◆ **Text passage**:
Wallemia mellicola

Scientific classification
- Kingdom: Fungi
- Division: Basidiomycota
- Class: Wallemiomycetes
- Order: Wallemiales
- Family: Wallemiaceae
- Genus: Wallemia
- Species: W. mellicola
- Binomial name: Wallemia mellicola S. Jančič, H.D.T. Nguyen, Seifert & Gunde-Cim. 2015

= Wallemia mellicola =

Species of fungus

Wallemia mellicola is a xerophilic fungus of the phylum Basidiomycota, described in 2015 upon taxonomic revision of the species Wallemia sebi. A large amount of published research referring to W. sebi was likely actually performed on W. mellicola. An example of this is the sequencing of the W. mellicola genome, which was published under the name of W. sebi.

It has a worldwide distribution and is often found in habitats with low accessibility of water, from food preserved with high concentrations of sugar, salt or with drying, to dried straw and house dust. It has rarely been reported as the cause of human infections.

Like other species of the same genus, W. mellicola grows at low water activity, however it is not obligately xerophilic and can grow without additional solute in the growth medium. It grows at salt concentrations up to 24% NaCl, 13% MgCl_{2} and at temperatures between 10 °C and 34 °C.

(Natural language region descriptions)
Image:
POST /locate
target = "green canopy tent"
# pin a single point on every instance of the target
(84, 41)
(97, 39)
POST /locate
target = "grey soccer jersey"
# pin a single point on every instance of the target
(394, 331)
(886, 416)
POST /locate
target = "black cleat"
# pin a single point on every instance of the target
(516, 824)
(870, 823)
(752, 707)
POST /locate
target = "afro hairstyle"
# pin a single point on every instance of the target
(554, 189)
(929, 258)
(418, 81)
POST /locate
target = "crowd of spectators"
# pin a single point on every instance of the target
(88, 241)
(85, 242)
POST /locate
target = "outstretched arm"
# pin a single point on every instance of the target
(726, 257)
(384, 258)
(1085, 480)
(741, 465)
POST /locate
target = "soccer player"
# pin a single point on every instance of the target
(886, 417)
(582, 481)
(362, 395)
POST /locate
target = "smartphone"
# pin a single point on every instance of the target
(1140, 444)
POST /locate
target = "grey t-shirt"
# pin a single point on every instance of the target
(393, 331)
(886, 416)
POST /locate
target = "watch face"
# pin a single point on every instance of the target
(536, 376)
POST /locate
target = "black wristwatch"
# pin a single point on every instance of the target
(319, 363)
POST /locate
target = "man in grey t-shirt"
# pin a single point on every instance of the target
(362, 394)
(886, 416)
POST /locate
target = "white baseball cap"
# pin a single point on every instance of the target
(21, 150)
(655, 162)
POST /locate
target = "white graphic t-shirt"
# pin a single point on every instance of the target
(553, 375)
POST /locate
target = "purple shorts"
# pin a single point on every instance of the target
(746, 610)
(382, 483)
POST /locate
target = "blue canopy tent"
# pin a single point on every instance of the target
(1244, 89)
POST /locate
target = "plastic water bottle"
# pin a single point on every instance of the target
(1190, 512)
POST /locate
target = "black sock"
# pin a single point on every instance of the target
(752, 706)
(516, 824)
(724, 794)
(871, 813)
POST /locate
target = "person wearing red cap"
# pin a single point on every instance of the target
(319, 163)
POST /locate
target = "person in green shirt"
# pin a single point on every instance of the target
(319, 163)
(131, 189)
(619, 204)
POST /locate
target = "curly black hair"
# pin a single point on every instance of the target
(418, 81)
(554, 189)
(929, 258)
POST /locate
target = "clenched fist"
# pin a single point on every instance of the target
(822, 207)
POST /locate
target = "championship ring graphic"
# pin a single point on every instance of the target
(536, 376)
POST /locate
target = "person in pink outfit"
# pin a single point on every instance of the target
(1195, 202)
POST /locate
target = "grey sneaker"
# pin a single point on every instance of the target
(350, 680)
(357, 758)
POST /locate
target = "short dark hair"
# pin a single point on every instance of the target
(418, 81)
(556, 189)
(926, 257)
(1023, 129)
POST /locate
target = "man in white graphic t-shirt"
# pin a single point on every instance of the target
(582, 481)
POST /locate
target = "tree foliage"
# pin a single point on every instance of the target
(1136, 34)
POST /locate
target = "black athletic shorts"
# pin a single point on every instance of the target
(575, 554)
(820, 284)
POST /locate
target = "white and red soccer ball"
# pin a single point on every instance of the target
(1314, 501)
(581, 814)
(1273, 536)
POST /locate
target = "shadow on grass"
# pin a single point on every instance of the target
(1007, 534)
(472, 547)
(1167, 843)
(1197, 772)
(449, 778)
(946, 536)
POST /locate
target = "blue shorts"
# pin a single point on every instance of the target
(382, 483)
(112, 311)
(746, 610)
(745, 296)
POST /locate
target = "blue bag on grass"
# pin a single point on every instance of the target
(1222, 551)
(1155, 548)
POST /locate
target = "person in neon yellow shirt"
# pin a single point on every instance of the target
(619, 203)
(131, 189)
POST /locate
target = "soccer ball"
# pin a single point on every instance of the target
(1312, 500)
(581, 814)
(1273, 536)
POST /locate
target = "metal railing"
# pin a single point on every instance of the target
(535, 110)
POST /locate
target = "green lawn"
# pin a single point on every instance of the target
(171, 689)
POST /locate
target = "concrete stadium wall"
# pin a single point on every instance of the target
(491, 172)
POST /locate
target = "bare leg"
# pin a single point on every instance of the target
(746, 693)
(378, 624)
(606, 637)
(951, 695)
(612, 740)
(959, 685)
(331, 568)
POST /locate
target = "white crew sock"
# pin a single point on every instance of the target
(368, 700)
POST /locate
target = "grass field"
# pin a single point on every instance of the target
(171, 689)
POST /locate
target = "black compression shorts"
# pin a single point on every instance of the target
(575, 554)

◆ **Assignment**:
Could you print the Wallemia mellicola text in full, word for word?

◆ **Response area**:
Wallemia mellicola

Scientific classification
- Kingdom: Fungi
- Division: Basidiomycota
- Class: Wallemiomycetes
- Order: Wallemiales
- Family: Wallemiaceae
- Genus: Wallemia
- Species: W. mellicola
- Binomial name: Wallemia mellicola S. Jančič, H.D.T. Nguyen, Seifert & Gunde-Cim. 2015

= Wallemia mellicola =

Species of fungus

Wallemia mellicola is a xerophilic fungus of the phylum Basidiomycota, described in 2015 upon taxonomic revision of the species Wallemia sebi. A large amount of published research referring to W. sebi was likely actually performed on W. mellicola. An example of this is the sequencing of the W. mellicola genome, which was published under the name of W. sebi.

It has a worldwide distribution and is often found in habitats with low accessibility of water, from food preserved with high concentrations of sugar, salt or with drying, to dried straw and house dust. It has rarely been reported as the cause of human infections.

Like other species of the same genus, W. mellicola grows at low water activity, however it is not obligately xerophilic and can grow without additional solute in the growth medium. It grows at salt concentrations up to 24% NaCl, 13% MgCl_{2} and at temperatures between 10 °C and 34 °C.